# Selected passage
====================

Secretary of the Navy Kenneth Braithwaite speaks aboard the museum ship Constellation in Baltimore, Md., Oct. 7, 2020. (Levingston Lewis/U.S. Navy)

Secretary of the Navy Kenneth Braithwaite speaks aboard the museum ship Constellation in Baltimore, Md., Oct. 7, 2020.

Secretary of the Navy Kenneth Braithwaite speaks aboard the museum ship Constellation in Baltimore, Md., Oct. 7, 2020. (Levingston Lewis/U.S. Navy)

The aircraft carriers USS Nimitz and USS Ronald Reagan sail alongside each other in the South China Sea, July 6, 2020.

The aircraft carriers USS Nimitz and USS Ronald Reagan sail alongside each other in the South China Sea, July 6, 2020. (Cody Beam/U.S. Navy)

The Navy is resurrecting the 1st Fleet, a spokesman for the Navy secretary confirmed Thursday, days after the service’s top civilian leader called for a U.S. counterweight to rapidly growing Chinese military might in the Indo-Pacific region.

The “administrative requirements” to recommission the 1st Fleet “are in the final stages of coordination,” Capt. Jereal Dorsey, a spokesman for Navy Secretary Kenneth Braithwaite, said in an email to Stars and Stripes.

Braithwaite is working with Acting Secretary of Defense Christopher Miller, Congress, Joint Chiefs Chairman Gen. Mark Milley, Chief of Naval Operations Adm. Mike Gilday, Marine Corps Commandant Gen David Berger and other stakeholders on ensuring the Navy maintains its maritime dominance in an era of great power competition, Dorsey said.

The Navy secretary signaled U.S. intentions during a speech Nov. 17 at the Naval Submarine League’s annual symposium.

“We want to stand up a new numbered fleet,” Braithwaite said at the time. “And we want to put that numbered fleet in the crossroads between the Indian and the Pacific oceans, and we’re really going to have an [INDOPACOM] footprint.”

The mission Braithwaite described now belongs to the 7th Fleet, based at Yokosuka Naval Base, Japan, the only U.S. fleet in the Indo-Pacific. It includes the Ronald Reagan Carrier Strike Group, which is supported at times by ships from the San Diego-based 3rd Fleet.

Seventh Fleet is the Navy’s largest deployed fleet with 50-70 ships and submarines, 150 aircraft and approximately 20,000 sailors. Its almost 48 million-square-mile operations area stretches from the International Date Line in the central Pacific to the India/Pakistan border and from the Kuril Islands in the north to the Antarctic in the south.

====================

# Given instruction A
In the article on the Navy's 1st Fleet, retype the passage from "The Navy is" to "the Indo-Pacific region.".
# Given instruction B
Using the article on the Navy's 1st Fleet, answer yes or no to each statement below, and quote the words of the article that settle it. (i) The 7th Fleet is based at Yokosuka Naval Base in Japan. (ii) Capt. Jereal Dorsey confirmed the plan in a phone call to Stars and Stripes. (iii) The 7th Fleet has approximately 20,000 sailors.

# Data segment
====================

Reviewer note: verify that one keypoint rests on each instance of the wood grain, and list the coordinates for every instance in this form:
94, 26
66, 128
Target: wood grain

====================

# Exercise result A
The Navy is resurrecting the 1st Fleet, a spokesman for the Navy secretary confirmed Thursday, days after the service’s top civilian leader called for a U.S. counterweight to rapidly growing Chinese military might in the Indo-Pacific region.

# Exercise result B
(i) Yes: "the 7th Fleet, based at Yokosuka Naval Base, Japan"
(ii) No: "said in an email to Stars and Stripes"
(iii) Yes: "approximately 20,000 sailors"